Teks Bacaan
========================================================================
Dikatakan Warek I, semakin hari semakin bertambah masyarakat yang ikut terlibat dalam KKN ini. Respon dan animo dari masyarakat setelah dieksekusi terkait menguras dan mengupas tumpukan sampah. Kedekatan dengan masyarakat dan pembimbing lapangan sangat bermakna bagi mahasiswa.
“Walaupun, pada awalnya terjadi beberapa kendala yang dihadapi seperti tidak mudahnya mendatangkan alat berat untuk mengangkut tumpukan sampah dan juga terjadinya penolakan dari warga karena merasa terancam pekerjaannya dari memungut sampah karena dianggap sebagai nilai jualnya dan hal tersebut dapat teratasi,” terangnya.
Banyaknya sampah menimbulkan kerumunan lalat di berbagai sudut baik di luar maupun rumah penduduk. Dalam kondisi seperti ini, mahasiswa Unisba melakukan inovasi dengan menggunakan kopi untuk menjaring lalat, dan inovasi tersebut berhasil.
========================================================================
Data
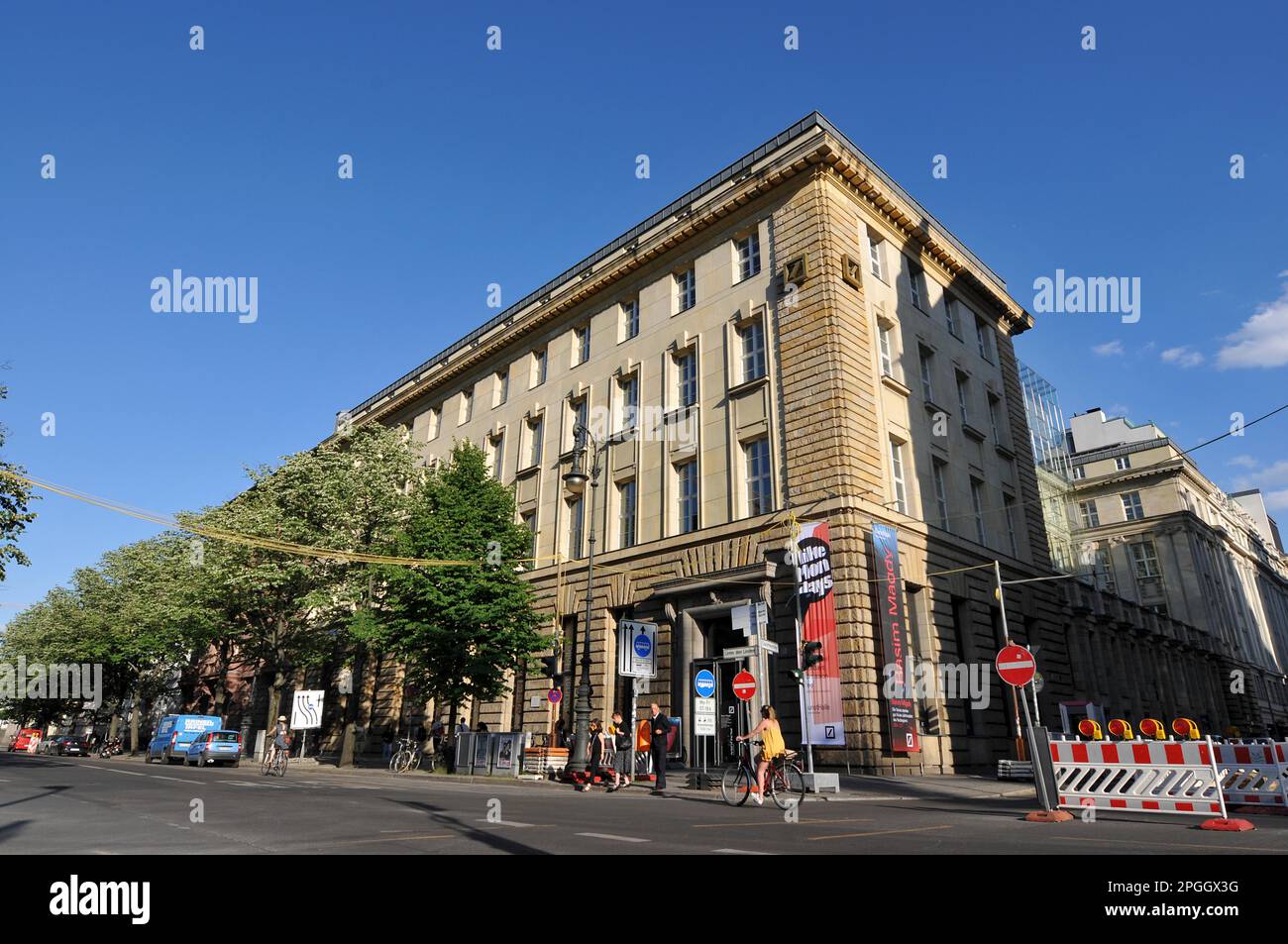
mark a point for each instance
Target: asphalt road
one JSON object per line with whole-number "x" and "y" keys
{"x": 124, "y": 806}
========================================================================
Soal
Teruskan teks bacaan tentang KKN mahasiswa Unisba dalam menangani tumpukan sampah, dimulai setelah kalimat terakhirnya.

Jawaban Tertulis
Sementara itu, Kepala LLDIKTI Wil. IV, Prof. Dr. Uman Suherman AS, M.Pd., dalam sambutannya mengatakan, seminar ini merupakan seminar kedua setelah sebelumnya dilaksanakan seminar khusus perguruan tinggi yang sudah melakukan tematik dan inovatif di wilayah tengah Citarum beberapa waktu lalu. Melalui seminar ini, lanjutnya, LLDIKTI Wil. IV ingin melakukan sharing pemahaman yang mendalam mengenai kajian terhadap analisis, kajian terhadap permasalahan maupun faktor pendukung yang ditemukan pada saat perguruan tinggi melakukan pembelajaran inovatif di Citarum.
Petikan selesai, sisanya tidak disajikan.